→ GIVEN INSTRUCTION: Say how many of the rows below contain the word "surface", treating uppercase and lowercase as different. Give only the number.

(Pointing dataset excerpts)
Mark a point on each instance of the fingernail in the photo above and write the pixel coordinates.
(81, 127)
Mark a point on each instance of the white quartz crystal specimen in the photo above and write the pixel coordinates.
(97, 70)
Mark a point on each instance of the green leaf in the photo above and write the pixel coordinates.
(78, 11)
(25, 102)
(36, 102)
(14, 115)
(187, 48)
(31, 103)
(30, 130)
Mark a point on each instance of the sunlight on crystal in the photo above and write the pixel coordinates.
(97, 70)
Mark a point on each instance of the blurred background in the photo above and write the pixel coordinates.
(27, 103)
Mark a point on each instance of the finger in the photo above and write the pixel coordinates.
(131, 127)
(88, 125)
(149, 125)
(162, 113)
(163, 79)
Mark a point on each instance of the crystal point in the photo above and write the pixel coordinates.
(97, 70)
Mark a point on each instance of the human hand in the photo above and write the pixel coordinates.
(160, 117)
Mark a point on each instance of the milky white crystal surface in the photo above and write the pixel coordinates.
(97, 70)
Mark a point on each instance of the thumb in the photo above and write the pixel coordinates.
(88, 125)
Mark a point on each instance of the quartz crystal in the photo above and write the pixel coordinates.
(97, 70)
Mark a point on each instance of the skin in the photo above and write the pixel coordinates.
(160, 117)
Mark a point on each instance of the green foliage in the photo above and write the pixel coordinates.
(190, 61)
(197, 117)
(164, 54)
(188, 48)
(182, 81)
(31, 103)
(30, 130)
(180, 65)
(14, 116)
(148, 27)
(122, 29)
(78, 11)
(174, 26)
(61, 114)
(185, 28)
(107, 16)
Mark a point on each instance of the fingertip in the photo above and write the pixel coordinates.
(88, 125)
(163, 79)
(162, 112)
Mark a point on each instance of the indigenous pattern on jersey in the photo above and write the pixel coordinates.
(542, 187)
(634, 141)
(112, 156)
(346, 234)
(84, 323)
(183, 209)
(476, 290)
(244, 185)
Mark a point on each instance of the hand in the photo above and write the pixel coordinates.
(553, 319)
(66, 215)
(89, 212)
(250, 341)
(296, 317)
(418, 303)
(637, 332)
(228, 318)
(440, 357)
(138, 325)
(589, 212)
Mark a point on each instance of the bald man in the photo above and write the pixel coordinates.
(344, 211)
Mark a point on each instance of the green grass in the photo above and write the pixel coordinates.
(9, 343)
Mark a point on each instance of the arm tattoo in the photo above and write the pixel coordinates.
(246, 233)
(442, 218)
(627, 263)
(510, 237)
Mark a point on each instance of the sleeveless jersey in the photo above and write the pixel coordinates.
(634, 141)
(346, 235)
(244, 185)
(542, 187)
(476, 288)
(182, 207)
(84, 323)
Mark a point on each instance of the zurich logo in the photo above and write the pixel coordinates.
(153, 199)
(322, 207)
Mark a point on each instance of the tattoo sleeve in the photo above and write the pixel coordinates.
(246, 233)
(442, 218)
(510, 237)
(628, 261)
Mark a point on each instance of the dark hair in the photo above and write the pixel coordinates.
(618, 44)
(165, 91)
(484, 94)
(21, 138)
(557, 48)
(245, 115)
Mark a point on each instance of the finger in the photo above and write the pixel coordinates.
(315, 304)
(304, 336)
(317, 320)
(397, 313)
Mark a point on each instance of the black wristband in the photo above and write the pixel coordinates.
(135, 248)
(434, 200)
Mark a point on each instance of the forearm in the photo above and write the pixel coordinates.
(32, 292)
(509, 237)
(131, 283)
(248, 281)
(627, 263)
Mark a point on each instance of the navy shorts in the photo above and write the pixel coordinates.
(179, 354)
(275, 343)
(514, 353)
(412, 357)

* * *

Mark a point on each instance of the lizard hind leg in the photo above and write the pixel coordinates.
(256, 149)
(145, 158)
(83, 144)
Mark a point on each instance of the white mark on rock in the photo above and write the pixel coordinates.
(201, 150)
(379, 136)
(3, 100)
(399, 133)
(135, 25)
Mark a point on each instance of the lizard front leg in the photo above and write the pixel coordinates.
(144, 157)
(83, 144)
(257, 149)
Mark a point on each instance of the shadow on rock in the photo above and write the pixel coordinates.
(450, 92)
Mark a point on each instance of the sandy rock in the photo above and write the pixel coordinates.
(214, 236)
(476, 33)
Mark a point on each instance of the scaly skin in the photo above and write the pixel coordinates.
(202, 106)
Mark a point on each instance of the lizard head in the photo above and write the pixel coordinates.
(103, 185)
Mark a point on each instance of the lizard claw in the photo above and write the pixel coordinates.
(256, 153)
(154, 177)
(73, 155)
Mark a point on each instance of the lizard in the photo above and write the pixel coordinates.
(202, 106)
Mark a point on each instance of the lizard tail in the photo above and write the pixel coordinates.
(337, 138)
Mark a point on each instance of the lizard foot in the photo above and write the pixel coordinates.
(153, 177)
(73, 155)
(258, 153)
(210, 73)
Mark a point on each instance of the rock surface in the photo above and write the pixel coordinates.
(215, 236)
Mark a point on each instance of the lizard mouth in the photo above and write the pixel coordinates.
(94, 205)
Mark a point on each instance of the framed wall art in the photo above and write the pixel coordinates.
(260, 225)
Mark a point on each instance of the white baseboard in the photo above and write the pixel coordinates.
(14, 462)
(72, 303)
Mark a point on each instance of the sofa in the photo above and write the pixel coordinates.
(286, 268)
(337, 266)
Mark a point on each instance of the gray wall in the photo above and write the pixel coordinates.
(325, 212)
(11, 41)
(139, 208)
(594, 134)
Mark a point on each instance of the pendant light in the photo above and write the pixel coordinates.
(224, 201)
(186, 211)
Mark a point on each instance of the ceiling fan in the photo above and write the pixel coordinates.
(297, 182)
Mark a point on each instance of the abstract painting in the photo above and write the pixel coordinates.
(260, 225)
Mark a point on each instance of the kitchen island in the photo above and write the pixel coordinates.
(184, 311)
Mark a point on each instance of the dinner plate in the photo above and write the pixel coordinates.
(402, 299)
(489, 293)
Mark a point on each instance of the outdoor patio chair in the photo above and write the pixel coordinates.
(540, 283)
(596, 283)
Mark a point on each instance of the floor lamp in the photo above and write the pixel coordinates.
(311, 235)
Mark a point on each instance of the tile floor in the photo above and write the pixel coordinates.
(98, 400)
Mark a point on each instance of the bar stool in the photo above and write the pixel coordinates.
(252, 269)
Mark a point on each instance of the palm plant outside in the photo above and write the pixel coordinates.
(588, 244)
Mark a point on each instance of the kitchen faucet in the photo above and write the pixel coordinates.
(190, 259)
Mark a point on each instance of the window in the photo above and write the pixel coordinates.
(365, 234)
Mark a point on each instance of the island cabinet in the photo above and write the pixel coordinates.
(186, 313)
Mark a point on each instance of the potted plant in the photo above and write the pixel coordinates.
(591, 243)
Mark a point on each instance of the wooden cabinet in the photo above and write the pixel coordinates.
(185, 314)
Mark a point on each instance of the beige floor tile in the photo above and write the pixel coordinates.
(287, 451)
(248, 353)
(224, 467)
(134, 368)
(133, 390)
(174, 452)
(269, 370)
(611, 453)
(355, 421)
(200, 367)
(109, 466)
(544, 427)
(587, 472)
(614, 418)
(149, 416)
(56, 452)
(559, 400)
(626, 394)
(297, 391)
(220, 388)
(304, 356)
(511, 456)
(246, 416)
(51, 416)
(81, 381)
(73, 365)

==

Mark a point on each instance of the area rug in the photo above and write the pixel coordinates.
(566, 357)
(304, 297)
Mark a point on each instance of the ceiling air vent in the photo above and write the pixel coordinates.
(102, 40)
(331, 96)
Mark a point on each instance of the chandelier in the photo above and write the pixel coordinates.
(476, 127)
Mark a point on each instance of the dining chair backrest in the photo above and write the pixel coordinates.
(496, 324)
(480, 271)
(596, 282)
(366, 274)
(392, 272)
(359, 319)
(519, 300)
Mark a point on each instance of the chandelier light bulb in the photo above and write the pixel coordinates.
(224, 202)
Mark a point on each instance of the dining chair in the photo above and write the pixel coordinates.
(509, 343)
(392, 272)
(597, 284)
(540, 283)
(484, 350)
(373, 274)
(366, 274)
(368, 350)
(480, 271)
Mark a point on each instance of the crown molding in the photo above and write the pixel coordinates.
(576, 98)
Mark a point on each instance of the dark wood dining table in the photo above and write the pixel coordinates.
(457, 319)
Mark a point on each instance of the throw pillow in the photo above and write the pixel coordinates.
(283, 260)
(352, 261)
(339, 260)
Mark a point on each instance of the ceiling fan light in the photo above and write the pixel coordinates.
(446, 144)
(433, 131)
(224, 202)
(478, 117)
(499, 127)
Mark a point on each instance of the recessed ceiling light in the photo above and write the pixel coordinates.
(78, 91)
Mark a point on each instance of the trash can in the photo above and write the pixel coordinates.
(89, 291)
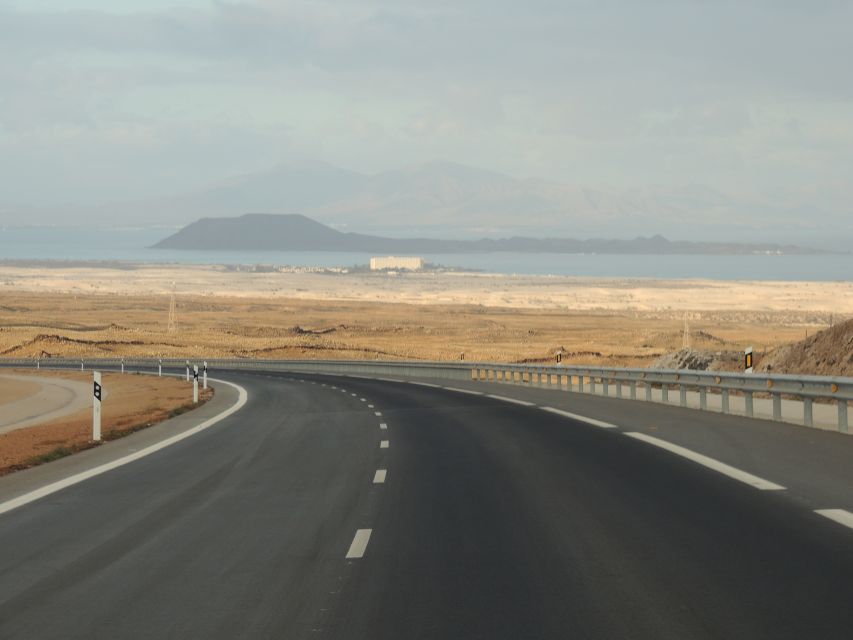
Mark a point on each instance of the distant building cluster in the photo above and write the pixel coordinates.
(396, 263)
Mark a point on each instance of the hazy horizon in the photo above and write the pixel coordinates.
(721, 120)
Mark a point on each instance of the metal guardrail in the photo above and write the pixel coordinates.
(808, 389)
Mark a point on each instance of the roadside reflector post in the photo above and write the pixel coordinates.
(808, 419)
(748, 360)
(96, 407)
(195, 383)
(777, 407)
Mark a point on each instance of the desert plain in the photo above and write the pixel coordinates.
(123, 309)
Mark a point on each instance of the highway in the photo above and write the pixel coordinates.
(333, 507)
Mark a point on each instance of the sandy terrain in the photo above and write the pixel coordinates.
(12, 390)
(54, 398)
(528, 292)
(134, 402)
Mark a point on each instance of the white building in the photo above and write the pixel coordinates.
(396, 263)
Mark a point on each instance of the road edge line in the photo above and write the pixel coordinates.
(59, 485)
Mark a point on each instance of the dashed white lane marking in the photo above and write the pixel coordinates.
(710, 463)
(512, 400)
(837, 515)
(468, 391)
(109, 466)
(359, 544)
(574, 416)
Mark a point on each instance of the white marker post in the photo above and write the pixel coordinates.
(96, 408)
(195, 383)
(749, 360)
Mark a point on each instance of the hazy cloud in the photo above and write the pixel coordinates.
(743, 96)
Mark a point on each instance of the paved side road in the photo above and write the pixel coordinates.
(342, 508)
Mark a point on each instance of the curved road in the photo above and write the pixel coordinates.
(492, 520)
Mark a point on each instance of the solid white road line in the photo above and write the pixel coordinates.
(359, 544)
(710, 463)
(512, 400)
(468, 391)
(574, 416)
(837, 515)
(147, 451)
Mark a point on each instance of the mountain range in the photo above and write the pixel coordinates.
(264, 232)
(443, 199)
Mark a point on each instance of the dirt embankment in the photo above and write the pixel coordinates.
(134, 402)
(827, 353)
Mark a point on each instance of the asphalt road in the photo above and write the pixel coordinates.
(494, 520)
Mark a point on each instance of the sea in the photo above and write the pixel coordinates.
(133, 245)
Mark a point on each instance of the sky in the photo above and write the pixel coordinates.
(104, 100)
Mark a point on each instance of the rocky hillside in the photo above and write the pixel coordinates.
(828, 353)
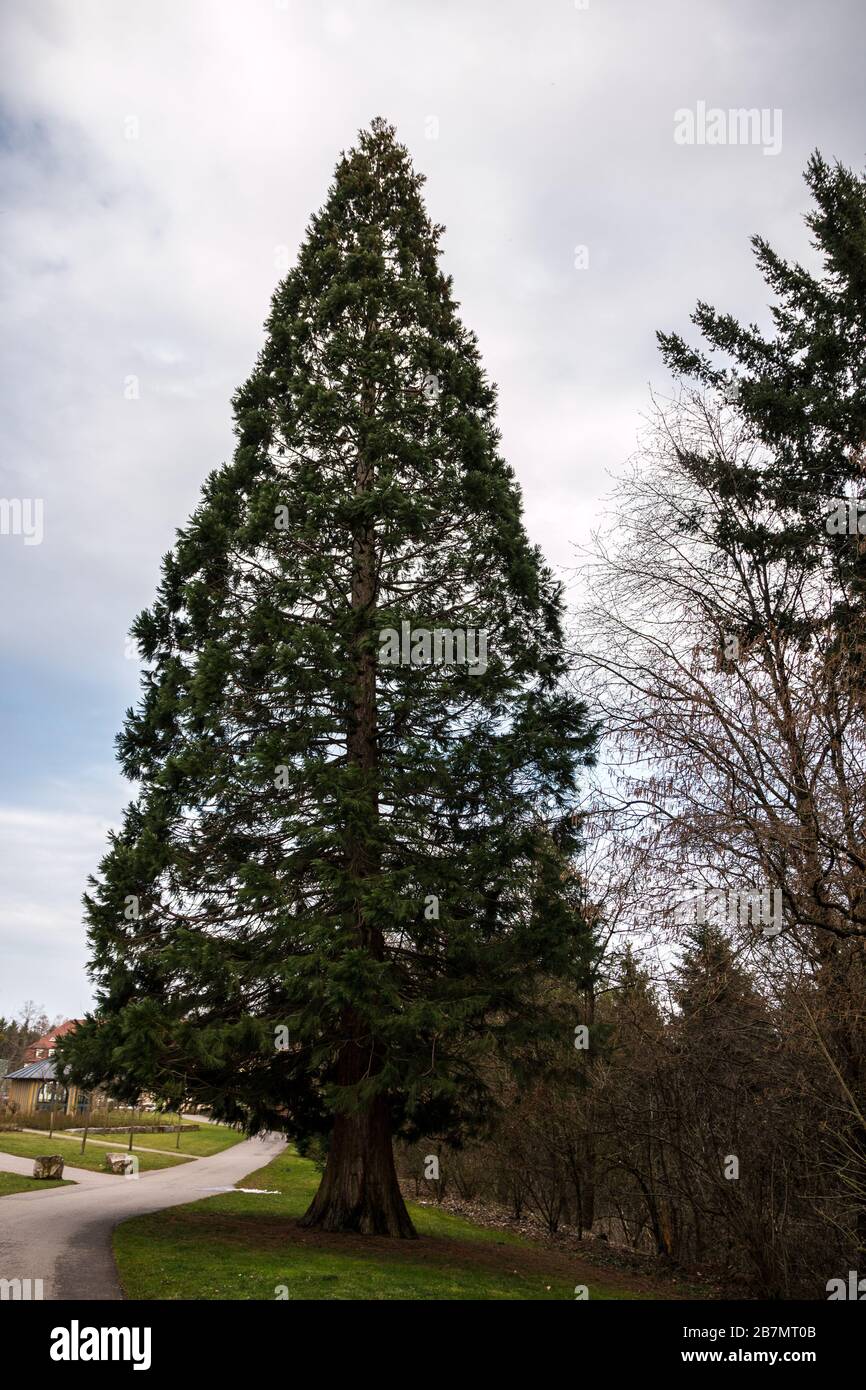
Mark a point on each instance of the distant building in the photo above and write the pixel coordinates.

→ TASK OUTPUT: 2